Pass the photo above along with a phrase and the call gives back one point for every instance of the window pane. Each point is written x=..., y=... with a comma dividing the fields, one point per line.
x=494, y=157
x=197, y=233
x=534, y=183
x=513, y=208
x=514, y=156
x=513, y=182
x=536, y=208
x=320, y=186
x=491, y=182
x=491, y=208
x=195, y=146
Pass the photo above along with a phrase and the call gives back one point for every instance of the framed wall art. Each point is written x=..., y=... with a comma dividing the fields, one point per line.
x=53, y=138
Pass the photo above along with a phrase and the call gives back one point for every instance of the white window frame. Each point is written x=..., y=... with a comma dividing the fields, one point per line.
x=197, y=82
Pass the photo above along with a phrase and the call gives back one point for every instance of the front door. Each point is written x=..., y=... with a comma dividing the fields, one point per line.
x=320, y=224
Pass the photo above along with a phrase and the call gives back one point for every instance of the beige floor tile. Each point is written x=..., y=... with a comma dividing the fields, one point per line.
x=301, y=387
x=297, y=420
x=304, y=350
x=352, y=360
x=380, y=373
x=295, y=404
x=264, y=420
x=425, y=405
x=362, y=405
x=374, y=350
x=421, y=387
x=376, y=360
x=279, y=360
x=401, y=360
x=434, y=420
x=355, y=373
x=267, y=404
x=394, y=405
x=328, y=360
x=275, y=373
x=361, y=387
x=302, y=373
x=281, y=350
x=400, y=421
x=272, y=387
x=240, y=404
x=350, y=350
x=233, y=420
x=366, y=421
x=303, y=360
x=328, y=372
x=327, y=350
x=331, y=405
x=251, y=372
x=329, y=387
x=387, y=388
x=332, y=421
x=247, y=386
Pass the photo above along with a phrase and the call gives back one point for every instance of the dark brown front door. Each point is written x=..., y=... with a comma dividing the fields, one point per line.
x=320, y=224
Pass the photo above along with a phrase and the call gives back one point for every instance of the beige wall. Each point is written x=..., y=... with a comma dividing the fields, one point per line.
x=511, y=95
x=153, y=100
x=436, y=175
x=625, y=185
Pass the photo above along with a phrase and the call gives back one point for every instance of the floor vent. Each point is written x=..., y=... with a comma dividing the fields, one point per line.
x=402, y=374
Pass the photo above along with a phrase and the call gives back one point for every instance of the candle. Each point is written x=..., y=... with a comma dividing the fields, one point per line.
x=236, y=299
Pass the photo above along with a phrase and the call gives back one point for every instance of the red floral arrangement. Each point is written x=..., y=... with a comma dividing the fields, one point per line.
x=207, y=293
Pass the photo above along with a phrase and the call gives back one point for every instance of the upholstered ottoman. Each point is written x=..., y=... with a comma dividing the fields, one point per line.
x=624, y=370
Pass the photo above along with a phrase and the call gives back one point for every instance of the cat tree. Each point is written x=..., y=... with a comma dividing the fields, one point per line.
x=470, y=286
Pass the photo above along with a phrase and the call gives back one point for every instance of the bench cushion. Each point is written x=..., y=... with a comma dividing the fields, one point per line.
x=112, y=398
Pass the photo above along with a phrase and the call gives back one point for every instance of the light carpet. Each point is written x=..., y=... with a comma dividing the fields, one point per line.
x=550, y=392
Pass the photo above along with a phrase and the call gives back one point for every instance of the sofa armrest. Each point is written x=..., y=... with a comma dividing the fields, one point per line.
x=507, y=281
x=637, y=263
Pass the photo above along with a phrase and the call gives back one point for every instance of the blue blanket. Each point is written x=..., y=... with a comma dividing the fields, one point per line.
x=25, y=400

— Required work —
Copy all of the records above word for word, leaving every line unchanged.

— Problem solution —
Pass the photo above along with a phrase and the call gives back one point for every instance of the window pane. Each point is written x=..., y=... with a comma dividing the fields, one point per line.
x=494, y=157
x=197, y=233
x=534, y=183
x=513, y=208
x=514, y=156
x=513, y=182
x=536, y=208
x=320, y=186
x=491, y=182
x=491, y=208
x=195, y=146
Pass the photo above along with a phrase and the call gives back one point for every instance of the framed wall art. Each point is written x=..., y=... with a comma dividing the fields, one point per line.
x=53, y=138
Pass the photo above along with a phrase and the call gives back one point for every instance of the white window frame. Each point is written x=..., y=... with a comma dividing the fields, one point per line.
x=197, y=82
Pass the photo above along with a phrase and the call gives back one point for every instance of the front door. Each point is written x=..., y=... with a comma dividing the fields, one point per line.
x=320, y=224
Pass the photo above along with a phrase and the call gives back one point for every instance of the beige floor tile. Each point is written x=..., y=... with a comma dividing the fields, one point per line.
x=301, y=387
x=297, y=420
x=304, y=350
x=352, y=360
x=380, y=373
x=295, y=404
x=264, y=420
x=425, y=405
x=362, y=405
x=374, y=350
x=421, y=387
x=376, y=360
x=279, y=360
x=401, y=360
x=434, y=420
x=355, y=373
x=267, y=404
x=394, y=405
x=328, y=360
x=275, y=373
x=361, y=387
x=302, y=373
x=281, y=350
x=400, y=421
x=272, y=387
x=240, y=404
x=350, y=350
x=233, y=420
x=366, y=421
x=303, y=360
x=328, y=372
x=327, y=350
x=331, y=405
x=251, y=372
x=329, y=387
x=387, y=388
x=332, y=421
x=247, y=386
Pass the photo above along with a phrase and the call gives back one point for every instance of the dark brown front door. Each point is written x=..., y=... with a comma dividing the fields, one point per line.
x=320, y=224
Pass the photo above along with a phrase and the call gives back one point for every instance of the beige wall. Each point is written x=..., y=... with a comma dividing the fields, one point per line.
x=511, y=95
x=153, y=100
x=436, y=175
x=625, y=185
Pass the photo above along with a phrase and the call gives back one point for every instance of the floor vent. Each point is written x=..., y=... with a comma dividing the fields, one point per line.
x=402, y=374
Pass the photo above along with a phrase and the call gives back one point for every instance of the candle. Each point is written x=..., y=... with a comma dividing the fields, one point per line.
x=236, y=299
Pass the photo above along with a phrase and the call gives back one point for every instance of the red floral arrangement. Each point is written x=..., y=... with a comma dividing the fields, one point per line.
x=207, y=293
Pass the photo above along with a phrase and the call gives back one point for every instance of the upholstered ottoman. Each point is written x=..., y=... with a comma dividing the fields, one point per line.
x=624, y=370
Pass the photo above along with a phrase and the call gives back one point for every instance of the cat tree. Each point is written x=..., y=... with a comma dividing the fields, one point per line.
x=470, y=286
Pass the photo above along with a phrase and the call gives back one point for every instance of the bench cushion. Each point is written x=..., y=... with a comma dividing the fields, one point per line.
x=112, y=398
Pass the photo above along with a phrase and the call gives back one point for every instance of the light carpet. Each point is written x=..., y=... with a comma dividing the fields, one point per line.
x=550, y=392
Pass the photo above along with a phrase and the call gives back one point for every instance of the sofa armrest. Each point is written x=..., y=... with a comma dividing the fields, one point per line.
x=507, y=281
x=637, y=263
Pass the photo above along with a phrase and the call gives back one point for every instance of the blue blanket. Each point is written x=..., y=... with a comma dividing the fields, one point per line.
x=25, y=400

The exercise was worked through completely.